ACTIVITY ▸ Reproduce this listing from its first line through the line with "[outline] kneeling woman, per instance", inclusive, leaving out all that follows.

MATERIAL FOR THE TASK ▸
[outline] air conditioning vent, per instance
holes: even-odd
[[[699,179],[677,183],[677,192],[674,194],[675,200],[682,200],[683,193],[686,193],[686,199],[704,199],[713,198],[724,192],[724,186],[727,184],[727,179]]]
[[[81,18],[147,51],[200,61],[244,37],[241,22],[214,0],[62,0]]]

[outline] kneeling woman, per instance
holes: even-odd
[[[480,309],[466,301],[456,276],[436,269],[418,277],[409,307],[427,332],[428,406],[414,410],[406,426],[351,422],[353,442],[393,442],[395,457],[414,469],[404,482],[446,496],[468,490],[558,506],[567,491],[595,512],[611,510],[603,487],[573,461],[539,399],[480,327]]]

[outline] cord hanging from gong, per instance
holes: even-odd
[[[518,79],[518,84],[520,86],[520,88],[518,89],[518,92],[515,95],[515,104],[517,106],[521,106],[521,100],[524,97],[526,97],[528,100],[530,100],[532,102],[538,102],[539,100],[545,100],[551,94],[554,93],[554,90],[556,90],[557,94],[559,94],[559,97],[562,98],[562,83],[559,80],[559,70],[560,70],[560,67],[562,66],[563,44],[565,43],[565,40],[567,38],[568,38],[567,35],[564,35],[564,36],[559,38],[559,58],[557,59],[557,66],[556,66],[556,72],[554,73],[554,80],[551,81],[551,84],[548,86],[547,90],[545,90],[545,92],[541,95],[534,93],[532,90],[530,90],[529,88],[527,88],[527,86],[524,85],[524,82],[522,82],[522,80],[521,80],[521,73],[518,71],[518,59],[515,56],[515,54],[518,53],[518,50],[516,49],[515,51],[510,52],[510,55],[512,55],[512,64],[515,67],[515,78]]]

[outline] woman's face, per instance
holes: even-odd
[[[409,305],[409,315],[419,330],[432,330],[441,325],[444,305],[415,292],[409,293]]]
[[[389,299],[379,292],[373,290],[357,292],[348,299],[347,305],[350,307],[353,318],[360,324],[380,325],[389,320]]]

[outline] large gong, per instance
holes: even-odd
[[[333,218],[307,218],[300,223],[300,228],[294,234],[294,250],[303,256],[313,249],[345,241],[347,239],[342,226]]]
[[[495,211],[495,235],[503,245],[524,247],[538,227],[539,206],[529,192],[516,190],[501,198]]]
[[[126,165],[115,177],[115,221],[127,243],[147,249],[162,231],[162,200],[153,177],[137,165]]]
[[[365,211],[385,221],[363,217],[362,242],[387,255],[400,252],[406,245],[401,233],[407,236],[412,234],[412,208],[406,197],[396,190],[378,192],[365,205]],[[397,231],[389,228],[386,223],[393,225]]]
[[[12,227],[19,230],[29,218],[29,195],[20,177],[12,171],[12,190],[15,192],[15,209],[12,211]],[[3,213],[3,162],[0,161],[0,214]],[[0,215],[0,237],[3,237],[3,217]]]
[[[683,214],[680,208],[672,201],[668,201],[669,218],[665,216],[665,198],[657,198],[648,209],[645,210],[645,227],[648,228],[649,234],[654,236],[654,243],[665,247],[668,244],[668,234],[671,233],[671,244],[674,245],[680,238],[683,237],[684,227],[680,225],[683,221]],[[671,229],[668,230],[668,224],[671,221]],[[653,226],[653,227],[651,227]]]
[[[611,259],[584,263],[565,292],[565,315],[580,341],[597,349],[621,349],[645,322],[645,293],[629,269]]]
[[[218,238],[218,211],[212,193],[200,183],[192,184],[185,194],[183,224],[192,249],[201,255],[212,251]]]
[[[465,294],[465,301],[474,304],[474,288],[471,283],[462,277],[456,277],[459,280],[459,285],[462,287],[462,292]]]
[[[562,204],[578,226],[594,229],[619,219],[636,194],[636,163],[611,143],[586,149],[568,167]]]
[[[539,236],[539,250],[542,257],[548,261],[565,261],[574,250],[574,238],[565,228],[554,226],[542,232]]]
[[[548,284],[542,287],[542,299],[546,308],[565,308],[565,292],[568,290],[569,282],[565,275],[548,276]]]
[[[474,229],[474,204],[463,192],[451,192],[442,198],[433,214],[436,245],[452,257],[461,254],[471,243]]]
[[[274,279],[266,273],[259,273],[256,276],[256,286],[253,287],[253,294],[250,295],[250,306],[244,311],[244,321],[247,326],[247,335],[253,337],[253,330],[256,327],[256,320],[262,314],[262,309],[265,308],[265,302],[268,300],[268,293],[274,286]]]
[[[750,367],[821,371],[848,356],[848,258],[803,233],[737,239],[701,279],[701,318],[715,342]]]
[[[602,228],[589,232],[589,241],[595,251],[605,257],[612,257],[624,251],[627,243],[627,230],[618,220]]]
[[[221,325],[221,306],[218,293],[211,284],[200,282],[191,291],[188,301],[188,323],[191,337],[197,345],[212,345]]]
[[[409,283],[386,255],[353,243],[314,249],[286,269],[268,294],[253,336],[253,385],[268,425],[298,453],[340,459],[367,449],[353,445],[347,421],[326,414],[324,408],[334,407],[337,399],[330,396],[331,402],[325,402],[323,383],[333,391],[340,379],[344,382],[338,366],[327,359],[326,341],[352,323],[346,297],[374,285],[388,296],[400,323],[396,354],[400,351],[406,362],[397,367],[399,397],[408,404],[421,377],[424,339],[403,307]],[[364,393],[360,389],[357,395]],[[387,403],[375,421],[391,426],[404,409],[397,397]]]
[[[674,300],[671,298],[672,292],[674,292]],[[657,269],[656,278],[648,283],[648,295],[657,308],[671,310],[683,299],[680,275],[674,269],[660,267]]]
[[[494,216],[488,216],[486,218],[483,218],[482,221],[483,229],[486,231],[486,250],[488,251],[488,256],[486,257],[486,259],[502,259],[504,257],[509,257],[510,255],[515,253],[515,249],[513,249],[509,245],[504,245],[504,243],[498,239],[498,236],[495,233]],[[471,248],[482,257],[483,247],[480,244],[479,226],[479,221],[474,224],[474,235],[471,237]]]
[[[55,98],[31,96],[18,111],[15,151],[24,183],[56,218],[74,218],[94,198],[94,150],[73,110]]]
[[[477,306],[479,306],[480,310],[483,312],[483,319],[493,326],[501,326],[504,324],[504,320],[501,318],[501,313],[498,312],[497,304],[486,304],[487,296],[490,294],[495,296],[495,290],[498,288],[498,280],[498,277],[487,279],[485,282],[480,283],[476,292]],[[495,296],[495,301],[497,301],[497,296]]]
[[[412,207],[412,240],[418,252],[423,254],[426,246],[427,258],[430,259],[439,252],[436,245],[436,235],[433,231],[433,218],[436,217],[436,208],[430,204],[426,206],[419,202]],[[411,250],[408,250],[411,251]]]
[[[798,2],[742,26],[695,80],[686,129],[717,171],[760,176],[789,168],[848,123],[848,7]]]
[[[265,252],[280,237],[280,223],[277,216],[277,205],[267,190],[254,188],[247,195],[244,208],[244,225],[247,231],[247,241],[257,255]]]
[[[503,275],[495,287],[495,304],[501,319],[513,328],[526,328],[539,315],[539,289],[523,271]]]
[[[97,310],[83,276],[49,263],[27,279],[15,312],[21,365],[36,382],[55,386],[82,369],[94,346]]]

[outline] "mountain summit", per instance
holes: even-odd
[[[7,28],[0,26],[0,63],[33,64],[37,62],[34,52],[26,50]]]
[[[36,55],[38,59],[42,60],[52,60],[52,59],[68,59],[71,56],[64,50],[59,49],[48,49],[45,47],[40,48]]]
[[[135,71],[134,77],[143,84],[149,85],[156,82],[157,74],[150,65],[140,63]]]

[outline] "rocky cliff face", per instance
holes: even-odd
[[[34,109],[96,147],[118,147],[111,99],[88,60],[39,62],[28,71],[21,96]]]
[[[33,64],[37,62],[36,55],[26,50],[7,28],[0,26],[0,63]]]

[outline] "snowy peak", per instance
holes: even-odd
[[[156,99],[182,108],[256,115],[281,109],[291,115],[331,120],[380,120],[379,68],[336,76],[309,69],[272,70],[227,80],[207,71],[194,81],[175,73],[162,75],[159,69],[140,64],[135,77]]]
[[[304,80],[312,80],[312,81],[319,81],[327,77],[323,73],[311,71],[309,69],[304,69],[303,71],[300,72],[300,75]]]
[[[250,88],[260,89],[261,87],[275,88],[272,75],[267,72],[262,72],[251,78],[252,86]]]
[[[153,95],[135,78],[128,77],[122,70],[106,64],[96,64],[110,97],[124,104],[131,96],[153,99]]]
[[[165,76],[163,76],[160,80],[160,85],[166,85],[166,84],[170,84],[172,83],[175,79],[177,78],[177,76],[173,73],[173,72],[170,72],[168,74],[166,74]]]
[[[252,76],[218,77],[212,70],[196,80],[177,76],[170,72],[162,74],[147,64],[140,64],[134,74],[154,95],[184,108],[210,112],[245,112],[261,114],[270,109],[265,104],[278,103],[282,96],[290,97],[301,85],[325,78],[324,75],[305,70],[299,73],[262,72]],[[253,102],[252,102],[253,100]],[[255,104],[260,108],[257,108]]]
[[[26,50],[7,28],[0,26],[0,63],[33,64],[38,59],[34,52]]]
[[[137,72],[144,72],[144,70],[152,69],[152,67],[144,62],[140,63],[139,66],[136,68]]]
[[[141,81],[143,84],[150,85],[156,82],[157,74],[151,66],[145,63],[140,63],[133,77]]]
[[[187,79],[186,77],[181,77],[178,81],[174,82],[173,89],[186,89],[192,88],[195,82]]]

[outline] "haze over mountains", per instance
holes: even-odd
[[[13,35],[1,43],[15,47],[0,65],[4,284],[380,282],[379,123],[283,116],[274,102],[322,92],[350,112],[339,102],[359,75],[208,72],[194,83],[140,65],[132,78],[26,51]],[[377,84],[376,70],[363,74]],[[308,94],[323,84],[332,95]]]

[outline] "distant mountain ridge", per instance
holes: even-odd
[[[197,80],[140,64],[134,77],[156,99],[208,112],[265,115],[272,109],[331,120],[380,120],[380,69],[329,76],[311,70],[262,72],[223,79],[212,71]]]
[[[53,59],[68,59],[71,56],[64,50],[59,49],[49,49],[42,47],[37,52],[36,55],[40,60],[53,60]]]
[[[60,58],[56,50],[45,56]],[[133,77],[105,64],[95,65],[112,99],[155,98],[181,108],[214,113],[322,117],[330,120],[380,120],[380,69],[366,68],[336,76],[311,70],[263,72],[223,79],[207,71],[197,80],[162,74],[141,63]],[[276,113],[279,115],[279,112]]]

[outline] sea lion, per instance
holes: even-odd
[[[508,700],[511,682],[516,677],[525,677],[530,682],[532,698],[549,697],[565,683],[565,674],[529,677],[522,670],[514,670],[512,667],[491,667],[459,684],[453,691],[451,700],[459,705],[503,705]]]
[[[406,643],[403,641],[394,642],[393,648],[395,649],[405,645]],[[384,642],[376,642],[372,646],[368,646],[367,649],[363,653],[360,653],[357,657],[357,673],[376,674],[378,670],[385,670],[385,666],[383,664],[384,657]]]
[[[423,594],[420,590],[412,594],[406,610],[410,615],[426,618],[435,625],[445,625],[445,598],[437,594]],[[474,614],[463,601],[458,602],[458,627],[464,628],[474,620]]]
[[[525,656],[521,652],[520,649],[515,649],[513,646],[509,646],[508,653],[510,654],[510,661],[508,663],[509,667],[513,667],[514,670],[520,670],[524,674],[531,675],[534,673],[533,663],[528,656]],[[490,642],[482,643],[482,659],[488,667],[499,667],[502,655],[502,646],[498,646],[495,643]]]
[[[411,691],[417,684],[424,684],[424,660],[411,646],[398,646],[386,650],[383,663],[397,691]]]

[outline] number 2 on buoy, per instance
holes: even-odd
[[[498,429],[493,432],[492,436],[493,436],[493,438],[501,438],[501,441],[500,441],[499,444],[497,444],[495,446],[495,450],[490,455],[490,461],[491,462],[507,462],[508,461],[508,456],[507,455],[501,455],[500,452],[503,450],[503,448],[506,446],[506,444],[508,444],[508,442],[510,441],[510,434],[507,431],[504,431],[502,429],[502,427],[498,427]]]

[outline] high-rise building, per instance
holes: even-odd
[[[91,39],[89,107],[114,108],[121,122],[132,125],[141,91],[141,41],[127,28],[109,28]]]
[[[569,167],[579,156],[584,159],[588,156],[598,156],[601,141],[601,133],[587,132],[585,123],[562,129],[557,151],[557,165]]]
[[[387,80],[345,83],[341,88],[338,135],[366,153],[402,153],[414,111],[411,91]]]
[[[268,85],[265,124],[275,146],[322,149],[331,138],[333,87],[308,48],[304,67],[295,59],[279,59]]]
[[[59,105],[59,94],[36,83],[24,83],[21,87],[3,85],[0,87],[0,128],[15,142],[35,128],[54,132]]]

YOUR SOLUTION ▸
[outline] air conditioning vent, per instance
holes: even-odd
[[[699,179],[677,183],[677,192],[674,194],[675,200],[682,200],[683,193],[686,193],[686,199],[704,199],[713,198],[724,192],[724,186],[727,184],[727,179]]]
[[[81,18],[147,51],[200,61],[244,37],[241,22],[214,0],[62,0]]]

[outline] kneeling woman, per instance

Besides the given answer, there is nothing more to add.